== The problem ==
What is needed here is every entry, retyped exactly.

Stored dataset items:
────
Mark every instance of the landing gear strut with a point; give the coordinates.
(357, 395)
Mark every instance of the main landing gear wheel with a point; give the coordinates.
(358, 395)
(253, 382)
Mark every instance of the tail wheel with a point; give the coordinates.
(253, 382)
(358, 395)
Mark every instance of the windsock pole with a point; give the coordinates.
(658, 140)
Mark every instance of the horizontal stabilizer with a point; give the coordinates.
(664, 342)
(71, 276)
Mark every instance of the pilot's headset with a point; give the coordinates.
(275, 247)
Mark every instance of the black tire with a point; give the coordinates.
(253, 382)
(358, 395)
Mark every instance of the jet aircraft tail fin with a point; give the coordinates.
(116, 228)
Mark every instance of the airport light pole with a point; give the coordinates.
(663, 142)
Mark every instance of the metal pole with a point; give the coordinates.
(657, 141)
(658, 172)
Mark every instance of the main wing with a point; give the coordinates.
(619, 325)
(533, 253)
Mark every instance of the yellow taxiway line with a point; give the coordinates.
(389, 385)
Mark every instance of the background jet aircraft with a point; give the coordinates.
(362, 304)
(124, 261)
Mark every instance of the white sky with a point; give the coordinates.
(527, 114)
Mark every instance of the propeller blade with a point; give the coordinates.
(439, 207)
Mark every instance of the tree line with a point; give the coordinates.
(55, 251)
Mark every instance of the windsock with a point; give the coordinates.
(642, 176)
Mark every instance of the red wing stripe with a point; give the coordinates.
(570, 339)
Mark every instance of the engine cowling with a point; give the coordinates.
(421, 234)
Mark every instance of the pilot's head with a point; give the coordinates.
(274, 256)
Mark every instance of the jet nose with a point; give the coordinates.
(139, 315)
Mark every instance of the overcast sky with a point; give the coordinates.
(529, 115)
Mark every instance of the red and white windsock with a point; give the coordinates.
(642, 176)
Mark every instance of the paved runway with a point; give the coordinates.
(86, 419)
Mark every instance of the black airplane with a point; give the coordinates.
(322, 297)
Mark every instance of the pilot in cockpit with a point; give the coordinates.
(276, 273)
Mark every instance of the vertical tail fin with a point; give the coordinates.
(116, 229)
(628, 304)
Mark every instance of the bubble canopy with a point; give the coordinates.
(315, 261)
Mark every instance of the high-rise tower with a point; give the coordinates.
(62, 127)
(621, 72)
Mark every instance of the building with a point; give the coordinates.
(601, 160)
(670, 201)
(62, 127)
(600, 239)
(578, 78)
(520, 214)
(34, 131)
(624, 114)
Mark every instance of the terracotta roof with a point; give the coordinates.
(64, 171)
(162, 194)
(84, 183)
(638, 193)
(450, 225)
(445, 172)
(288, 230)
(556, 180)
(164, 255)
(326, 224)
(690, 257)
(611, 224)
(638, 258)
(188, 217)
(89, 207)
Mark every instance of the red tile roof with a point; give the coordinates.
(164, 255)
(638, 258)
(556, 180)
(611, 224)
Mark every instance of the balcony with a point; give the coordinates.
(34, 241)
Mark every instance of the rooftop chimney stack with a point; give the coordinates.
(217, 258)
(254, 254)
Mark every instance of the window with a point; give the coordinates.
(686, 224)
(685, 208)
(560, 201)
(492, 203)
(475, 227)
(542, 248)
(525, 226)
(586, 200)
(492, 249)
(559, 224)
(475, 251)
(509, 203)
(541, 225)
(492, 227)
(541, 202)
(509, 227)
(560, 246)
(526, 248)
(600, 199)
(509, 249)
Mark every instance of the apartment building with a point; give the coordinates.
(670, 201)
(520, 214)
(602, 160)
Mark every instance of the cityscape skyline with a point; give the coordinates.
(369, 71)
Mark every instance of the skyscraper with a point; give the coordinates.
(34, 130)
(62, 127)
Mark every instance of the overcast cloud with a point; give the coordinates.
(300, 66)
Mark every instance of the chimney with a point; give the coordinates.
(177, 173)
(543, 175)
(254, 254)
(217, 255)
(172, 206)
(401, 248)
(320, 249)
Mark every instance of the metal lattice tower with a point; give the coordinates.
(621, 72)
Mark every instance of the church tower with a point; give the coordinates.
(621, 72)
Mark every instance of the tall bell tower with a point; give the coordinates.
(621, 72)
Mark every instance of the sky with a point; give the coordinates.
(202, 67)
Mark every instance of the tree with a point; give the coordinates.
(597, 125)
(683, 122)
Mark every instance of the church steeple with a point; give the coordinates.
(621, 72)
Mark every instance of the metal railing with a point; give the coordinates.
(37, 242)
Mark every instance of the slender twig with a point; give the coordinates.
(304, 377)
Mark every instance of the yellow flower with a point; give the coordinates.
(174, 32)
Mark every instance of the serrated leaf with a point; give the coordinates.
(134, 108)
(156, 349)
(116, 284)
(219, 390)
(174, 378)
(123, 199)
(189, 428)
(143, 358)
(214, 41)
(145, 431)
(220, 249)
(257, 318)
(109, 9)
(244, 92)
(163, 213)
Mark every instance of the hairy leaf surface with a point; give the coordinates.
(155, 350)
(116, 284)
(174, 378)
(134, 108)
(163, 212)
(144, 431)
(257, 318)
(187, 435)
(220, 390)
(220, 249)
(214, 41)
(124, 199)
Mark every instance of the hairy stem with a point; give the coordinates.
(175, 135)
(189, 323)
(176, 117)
────
== Solution for this task ==
Mark every instance of the landing gear strut with a point; give the coordinates.
(357, 395)
Mark every instance of the main landing gear wheel with a point; give the coordinates.
(358, 395)
(253, 382)
Mark every instance of the tail wheel with a point; give the coordinates.
(253, 382)
(358, 395)
Mark every instance of the windsock pole with a point; give the coordinates.
(658, 140)
Mark every instance of the horizontal stabilizer with a point; give the coordinates.
(664, 342)
(71, 276)
Mark every instance of the pilot's headset with a point; give the coordinates.
(275, 247)
Mark every instance of the black tire with a point; give the coordinates.
(253, 382)
(358, 395)
Mark every instance of the jet aircraft tail fin with a point; give the coordinates.
(116, 228)
Mark every instance of the airport light pole with a point; give the coordinates.
(663, 142)
Mark every instance of the metal pole with a point; give the coordinates.
(657, 141)
(658, 172)
Mark every instance of the main wing with a point; give the coordinates.
(619, 325)
(533, 253)
Mark every instance of the yellow taxiway line with a point; give the coordinates.
(389, 385)
Mark every instance of the background jet aircraft with a point; give the coordinates.
(362, 304)
(124, 261)
Mark every instance of the white sky with a point; give the coordinates.
(527, 114)
Mark every instance of the propeller blade with a point; give the coordinates.
(439, 207)
Mark every instance of the tree line with a point; give the coordinates.
(55, 251)
Mark every instance of the windsock with a point; give the coordinates.
(642, 176)
Mark every instance of the red wing stripe with a point; give the coordinates.
(570, 339)
Mark every instance of the engine cowling with a point; give the coordinates.
(421, 234)
Mark every instance of the pilot's head with a point; give the coordinates.
(274, 256)
Mark every instance of the jet nose with a point; give the coordinates.
(139, 315)
Mark every instance of the overcast sky with a point; give the coordinates.
(529, 115)
Mark every instance of the red and white windsock with a point; give the coordinates.
(642, 176)
Mark every instance of the paved runway with a point; give the coordinates.
(86, 419)
Mark every instance of the black airplane with a point; give the coordinates.
(322, 297)
Mark every instance of the pilot in cockpit with a point; give the coordinates.
(276, 273)
Mark every instance of the vertical tail fin with a point; give the coordinates.
(116, 229)
(628, 304)
Mark every instance of the bubble canopy with a point; give the coordinates.
(315, 261)
Mark every instance of the high-rise tower with a point; give the coordinates.
(62, 127)
(621, 72)
Mark every instance of the building with a point; give the coordinates.
(601, 160)
(670, 201)
(62, 127)
(600, 239)
(578, 78)
(520, 214)
(34, 131)
(624, 114)
Mark every instance of the terracotta roof with a point; give the coordinates.
(64, 171)
(162, 194)
(84, 183)
(638, 193)
(450, 225)
(445, 172)
(288, 230)
(556, 180)
(164, 255)
(326, 224)
(690, 257)
(611, 224)
(638, 258)
(188, 217)
(89, 207)
Mark every instance of the red tile roof with a point; give the coordinates.
(164, 255)
(638, 258)
(556, 180)
(611, 224)
Mark every instance of the balcony with a point; give the coordinates.
(34, 241)
Mark every instance of the rooftop chimney stack with a point; give the coordinates.
(217, 258)
(254, 254)
Mark every instance of the window with a point; give the coordinates.
(686, 224)
(685, 208)
(560, 201)
(492, 203)
(475, 227)
(542, 248)
(525, 226)
(586, 200)
(492, 249)
(559, 224)
(475, 251)
(509, 203)
(541, 225)
(492, 227)
(541, 202)
(509, 227)
(560, 246)
(526, 248)
(600, 199)
(509, 249)
Mark every instance of the apartment building with a point; give the coordinates.
(670, 201)
(520, 214)
(602, 160)
Mark every instance of the cityscape skyline with a point; give the coordinates.
(369, 71)
Mark every instance of the skyscraper with a point; give the coordinates.
(34, 130)
(62, 127)
Mark every instance of the overcast cloud with a point; give the coordinates.
(300, 66)
Mark every instance of the chimney with a point; give the coordinates.
(177, 173)
(543, 175)
(254, 254)
(217, 255)
(172, 206)
(401, 248)
(320, 249)
Mark every instance of the metal lattice tower with a point; give the coordinates.
(621, 72)
Mark every instance of the church tower with a point; give the coordinates.
(621, 72)
Mark every instance of the tall bell tower with a point; give the coordinates.
(621, 72)
Mark every instance of the sky with a point; give the coordinates.
(202, 67)
Mark every instance of the tree with a point; give the coordinates.
(597, 125)
(683, 122)
Mark every instance of the church steeple with a point; give the coordinates.
(621, 72)
Mark every instance of the metal railing with a point; give the coordinates.
(37, 242)
Mark every instance of the slender twig with a point; give the coordinates.
(304, 377)
Mark every instance of the yellow flower with a point; give the coordinates.
(174, 32)
Mark every instance of the serrated leaf with a point; give the coordinates.
(134, 108)
(156, 349)
(116, 284)
(219, 390)
(174, 378)
(123, 199)
(189, 428)
(143, 358)
(214, 41)
(145, 431)
(220, 249)
(257, 318)
(109, 9)
(244, 92)
(163, 213)
Mark every instance of the hairy leaf surface with a point; give the coordinates.
(155, 350)
(116, 284)
(174, 378)
(134, 108)
(163, 212)
(144, 431)
(257, 318)
(187, 435)
(220, 390)
(220, 249)
(214, 41)
(124, 199)
Mark every instance of the hairy stem with a point; give the coordinates.
(175, 135)
(189, 323)
(176, 117)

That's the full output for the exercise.